Source records:
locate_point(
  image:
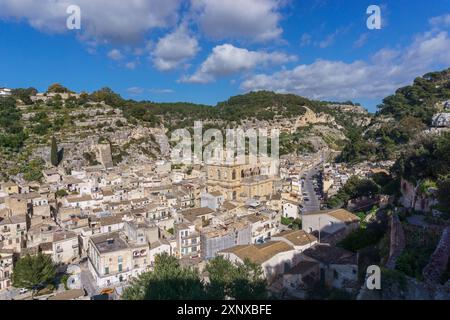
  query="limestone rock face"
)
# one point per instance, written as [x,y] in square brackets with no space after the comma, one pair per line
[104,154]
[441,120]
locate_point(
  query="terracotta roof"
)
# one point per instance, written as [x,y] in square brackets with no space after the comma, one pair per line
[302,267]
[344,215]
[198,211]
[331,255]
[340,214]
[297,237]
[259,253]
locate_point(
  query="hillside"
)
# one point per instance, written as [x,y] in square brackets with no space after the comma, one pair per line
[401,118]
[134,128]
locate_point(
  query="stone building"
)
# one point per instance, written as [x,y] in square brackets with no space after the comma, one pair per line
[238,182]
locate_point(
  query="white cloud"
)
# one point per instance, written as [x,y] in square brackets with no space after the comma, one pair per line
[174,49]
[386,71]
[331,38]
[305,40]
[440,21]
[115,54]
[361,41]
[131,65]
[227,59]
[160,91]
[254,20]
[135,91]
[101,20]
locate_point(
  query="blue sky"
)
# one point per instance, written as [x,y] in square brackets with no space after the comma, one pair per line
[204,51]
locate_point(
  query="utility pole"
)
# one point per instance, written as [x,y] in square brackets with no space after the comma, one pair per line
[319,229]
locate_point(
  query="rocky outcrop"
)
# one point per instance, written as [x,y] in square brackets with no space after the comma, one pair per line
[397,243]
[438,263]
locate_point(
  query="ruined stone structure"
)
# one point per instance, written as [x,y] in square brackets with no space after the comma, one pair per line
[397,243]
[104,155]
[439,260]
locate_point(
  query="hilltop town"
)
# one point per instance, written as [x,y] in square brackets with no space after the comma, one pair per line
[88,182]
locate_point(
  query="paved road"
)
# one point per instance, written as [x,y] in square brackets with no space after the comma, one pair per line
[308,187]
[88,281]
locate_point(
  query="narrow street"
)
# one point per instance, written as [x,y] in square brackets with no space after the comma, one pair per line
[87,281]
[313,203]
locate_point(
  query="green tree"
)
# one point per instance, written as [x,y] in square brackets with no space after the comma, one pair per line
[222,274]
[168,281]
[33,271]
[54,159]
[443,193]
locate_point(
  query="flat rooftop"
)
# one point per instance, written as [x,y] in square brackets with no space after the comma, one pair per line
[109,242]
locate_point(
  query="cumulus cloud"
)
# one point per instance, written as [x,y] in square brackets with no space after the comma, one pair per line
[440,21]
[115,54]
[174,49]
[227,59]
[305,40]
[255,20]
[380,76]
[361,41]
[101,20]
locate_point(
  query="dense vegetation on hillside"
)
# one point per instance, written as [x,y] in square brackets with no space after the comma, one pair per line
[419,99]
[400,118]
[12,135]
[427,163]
==
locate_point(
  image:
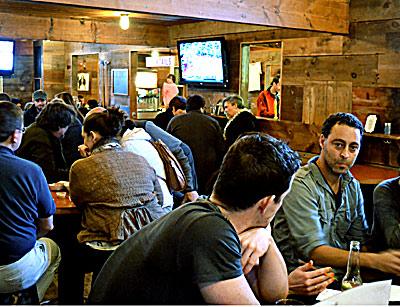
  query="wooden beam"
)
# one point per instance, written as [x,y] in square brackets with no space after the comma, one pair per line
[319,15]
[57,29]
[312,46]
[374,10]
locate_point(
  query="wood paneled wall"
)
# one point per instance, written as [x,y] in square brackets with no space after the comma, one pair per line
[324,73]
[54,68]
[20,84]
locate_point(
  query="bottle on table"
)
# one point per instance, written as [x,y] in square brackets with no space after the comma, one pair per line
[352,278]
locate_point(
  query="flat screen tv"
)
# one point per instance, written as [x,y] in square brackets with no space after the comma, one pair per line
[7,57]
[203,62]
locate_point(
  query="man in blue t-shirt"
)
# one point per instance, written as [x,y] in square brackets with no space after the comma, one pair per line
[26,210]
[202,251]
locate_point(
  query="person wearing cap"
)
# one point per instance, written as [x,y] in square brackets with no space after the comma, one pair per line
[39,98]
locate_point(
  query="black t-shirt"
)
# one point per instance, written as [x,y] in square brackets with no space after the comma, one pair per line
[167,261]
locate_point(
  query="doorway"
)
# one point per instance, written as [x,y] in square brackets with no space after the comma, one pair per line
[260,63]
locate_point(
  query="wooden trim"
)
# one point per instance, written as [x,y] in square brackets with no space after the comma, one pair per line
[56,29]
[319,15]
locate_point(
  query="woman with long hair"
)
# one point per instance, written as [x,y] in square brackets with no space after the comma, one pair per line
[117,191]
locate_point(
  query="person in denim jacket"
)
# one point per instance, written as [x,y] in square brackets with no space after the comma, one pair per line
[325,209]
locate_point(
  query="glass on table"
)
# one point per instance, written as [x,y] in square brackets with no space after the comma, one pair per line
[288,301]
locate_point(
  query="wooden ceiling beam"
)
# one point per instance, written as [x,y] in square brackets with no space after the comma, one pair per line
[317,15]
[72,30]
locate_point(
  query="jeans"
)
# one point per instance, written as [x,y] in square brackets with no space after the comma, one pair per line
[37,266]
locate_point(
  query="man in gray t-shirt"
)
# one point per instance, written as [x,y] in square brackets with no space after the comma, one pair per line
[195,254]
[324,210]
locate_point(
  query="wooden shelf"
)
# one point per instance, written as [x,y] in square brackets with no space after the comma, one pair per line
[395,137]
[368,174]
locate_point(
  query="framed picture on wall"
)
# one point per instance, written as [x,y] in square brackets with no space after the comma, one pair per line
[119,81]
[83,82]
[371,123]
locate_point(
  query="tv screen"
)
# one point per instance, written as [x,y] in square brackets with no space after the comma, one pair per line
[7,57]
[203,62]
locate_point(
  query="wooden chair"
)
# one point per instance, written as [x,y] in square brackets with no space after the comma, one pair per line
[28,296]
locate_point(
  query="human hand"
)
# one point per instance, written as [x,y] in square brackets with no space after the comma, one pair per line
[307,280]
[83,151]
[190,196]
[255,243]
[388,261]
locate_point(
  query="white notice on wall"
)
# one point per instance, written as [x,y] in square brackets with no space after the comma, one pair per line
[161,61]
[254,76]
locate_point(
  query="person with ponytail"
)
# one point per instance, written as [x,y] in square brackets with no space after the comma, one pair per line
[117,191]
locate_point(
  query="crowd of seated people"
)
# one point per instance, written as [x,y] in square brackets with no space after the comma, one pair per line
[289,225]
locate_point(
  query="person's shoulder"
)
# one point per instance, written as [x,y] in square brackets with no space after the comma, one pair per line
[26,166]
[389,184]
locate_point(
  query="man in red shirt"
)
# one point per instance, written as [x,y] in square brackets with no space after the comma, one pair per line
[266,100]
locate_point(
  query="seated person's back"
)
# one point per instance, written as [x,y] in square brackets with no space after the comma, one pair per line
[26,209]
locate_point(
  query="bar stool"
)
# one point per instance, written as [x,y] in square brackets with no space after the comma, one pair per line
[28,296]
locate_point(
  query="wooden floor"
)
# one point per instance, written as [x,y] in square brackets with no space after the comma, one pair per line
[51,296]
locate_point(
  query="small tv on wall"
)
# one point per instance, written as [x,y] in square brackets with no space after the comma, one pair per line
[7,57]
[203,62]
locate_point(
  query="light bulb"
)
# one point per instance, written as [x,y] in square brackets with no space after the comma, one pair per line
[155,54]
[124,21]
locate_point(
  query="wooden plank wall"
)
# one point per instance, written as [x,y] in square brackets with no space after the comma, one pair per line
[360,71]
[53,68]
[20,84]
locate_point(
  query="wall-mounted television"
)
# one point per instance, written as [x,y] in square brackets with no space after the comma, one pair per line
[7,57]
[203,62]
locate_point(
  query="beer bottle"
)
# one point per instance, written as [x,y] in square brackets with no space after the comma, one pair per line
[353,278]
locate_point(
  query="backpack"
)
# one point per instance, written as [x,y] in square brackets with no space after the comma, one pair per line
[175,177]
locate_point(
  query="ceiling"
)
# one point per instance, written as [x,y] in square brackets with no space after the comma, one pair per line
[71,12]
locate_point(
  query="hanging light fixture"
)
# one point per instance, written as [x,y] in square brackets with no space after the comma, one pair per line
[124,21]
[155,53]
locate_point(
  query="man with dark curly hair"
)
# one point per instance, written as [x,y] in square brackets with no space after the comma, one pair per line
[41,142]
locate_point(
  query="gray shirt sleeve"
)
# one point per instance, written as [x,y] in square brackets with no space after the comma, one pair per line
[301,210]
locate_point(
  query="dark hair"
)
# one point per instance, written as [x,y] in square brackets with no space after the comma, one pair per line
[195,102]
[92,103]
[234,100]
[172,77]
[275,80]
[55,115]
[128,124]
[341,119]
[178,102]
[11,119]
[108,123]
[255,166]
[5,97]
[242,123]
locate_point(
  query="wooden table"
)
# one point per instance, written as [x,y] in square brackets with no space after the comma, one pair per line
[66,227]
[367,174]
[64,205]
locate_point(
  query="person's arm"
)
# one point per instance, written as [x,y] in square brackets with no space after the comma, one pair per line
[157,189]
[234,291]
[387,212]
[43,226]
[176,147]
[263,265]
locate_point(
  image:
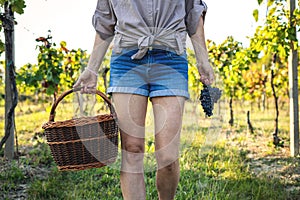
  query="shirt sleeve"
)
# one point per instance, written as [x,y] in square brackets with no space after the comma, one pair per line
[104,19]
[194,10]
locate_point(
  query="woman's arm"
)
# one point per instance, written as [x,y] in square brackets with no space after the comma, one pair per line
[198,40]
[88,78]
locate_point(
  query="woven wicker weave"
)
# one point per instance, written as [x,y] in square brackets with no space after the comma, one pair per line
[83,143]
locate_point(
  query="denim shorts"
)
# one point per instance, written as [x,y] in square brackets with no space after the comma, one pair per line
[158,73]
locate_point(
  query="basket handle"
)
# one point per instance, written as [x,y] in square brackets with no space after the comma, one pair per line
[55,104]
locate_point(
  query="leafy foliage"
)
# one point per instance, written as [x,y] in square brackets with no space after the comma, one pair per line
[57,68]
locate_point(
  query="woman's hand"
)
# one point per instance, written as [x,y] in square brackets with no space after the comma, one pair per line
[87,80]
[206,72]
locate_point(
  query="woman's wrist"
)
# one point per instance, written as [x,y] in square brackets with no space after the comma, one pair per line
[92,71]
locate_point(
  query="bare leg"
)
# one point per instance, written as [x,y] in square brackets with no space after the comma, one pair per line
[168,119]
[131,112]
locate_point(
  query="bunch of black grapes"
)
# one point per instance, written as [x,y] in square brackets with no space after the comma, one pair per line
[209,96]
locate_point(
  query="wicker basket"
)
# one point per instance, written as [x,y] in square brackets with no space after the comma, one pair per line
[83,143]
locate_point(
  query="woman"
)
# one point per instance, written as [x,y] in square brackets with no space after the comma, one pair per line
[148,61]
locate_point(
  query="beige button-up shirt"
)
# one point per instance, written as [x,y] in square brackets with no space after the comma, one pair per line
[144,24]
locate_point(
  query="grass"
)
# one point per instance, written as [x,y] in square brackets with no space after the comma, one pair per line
---
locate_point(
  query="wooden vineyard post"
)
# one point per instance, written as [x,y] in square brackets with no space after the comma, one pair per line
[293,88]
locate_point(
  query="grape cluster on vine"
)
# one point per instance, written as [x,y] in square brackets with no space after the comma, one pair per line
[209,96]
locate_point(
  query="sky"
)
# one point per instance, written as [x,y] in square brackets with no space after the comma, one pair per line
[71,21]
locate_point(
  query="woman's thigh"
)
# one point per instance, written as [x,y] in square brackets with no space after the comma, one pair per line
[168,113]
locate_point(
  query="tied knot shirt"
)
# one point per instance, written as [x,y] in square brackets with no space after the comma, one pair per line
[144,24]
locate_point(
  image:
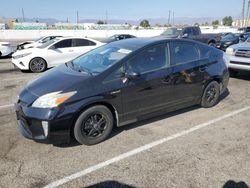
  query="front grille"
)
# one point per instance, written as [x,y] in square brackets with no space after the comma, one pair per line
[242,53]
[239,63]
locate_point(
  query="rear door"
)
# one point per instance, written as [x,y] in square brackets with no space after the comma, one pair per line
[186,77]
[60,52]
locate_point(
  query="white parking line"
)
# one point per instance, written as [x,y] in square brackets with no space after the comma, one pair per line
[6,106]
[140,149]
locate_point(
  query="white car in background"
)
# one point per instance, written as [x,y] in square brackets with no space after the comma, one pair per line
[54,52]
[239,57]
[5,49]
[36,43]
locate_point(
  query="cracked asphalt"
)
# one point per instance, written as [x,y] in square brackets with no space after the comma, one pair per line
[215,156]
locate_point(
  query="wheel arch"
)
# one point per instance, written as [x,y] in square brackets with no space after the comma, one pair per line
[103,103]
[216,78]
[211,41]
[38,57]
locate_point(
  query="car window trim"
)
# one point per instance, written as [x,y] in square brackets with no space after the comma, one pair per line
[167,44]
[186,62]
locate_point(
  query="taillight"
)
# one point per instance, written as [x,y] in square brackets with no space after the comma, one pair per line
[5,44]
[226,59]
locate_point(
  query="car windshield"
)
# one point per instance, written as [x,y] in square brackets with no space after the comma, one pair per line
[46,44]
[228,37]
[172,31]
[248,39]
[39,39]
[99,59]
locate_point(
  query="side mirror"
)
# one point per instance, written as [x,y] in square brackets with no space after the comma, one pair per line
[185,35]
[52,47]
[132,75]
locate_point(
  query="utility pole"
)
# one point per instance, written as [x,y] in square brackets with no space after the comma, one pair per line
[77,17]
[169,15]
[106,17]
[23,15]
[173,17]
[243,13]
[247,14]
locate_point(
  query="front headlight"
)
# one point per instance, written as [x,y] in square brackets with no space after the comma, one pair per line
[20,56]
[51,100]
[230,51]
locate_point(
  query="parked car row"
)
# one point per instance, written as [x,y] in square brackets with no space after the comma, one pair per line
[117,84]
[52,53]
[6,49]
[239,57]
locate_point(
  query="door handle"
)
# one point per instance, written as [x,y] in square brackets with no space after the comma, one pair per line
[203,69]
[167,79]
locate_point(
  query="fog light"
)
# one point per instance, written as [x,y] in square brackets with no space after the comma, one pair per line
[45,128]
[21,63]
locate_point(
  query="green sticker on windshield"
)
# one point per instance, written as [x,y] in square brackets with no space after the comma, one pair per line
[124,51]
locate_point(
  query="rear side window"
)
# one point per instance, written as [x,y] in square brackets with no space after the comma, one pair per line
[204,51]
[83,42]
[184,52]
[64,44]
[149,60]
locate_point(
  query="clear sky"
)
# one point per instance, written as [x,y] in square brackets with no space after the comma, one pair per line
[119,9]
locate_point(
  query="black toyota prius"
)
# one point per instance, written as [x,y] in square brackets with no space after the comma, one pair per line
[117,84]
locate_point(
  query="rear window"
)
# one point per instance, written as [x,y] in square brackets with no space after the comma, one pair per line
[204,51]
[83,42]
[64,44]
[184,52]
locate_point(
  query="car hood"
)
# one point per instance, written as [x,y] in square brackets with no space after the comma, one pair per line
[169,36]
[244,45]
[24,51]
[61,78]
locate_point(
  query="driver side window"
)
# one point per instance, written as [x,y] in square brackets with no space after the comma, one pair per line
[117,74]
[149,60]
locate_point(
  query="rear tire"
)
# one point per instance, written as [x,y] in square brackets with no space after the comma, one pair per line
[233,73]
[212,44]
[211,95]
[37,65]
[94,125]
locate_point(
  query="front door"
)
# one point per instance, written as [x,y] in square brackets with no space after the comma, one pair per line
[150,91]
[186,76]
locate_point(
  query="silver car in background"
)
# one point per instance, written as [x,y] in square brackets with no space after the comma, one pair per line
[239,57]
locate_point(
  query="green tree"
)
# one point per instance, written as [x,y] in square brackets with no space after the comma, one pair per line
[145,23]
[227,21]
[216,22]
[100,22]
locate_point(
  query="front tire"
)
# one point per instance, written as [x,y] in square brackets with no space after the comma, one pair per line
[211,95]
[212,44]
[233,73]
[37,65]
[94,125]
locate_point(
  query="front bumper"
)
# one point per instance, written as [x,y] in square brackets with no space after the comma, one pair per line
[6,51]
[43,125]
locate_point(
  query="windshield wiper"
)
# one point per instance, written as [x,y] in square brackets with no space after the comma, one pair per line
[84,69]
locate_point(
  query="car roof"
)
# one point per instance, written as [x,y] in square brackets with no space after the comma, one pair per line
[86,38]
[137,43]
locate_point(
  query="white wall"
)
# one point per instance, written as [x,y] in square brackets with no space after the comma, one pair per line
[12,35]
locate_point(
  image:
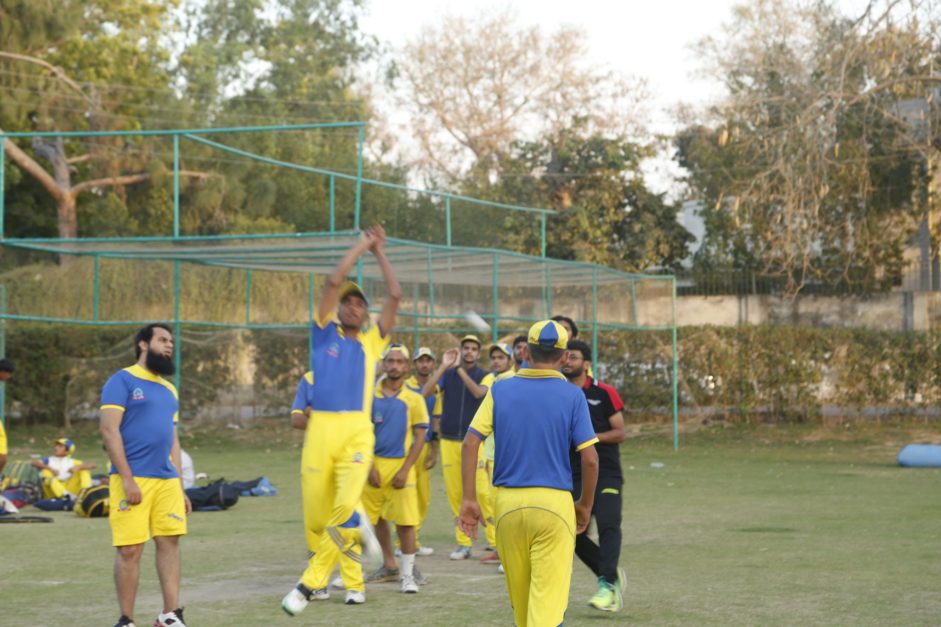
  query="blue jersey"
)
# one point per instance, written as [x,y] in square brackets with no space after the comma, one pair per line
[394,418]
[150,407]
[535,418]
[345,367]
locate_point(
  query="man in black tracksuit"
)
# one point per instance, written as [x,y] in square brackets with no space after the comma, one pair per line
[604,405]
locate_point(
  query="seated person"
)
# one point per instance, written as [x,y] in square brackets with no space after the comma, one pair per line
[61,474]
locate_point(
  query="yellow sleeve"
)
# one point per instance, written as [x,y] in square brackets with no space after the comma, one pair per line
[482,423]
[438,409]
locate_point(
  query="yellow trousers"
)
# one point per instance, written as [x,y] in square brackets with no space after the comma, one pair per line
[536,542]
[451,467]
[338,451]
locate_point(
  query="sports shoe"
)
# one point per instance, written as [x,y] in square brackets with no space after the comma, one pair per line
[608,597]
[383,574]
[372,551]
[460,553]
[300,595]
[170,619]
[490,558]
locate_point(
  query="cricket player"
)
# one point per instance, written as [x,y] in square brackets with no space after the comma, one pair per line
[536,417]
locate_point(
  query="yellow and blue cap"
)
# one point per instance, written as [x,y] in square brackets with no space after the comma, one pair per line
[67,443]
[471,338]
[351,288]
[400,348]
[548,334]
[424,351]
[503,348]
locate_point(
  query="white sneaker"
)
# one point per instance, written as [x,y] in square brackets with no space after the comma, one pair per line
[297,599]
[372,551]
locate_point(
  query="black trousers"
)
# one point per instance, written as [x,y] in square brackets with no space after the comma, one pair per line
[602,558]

__WORK TO BE COMPLETED__
Gather every line in the items above that contains the string "rear" and list those lines.

__RESULT BELOW__
  query="rear door"
  query="rear side window"
  query="rear window"
  query="rear tire"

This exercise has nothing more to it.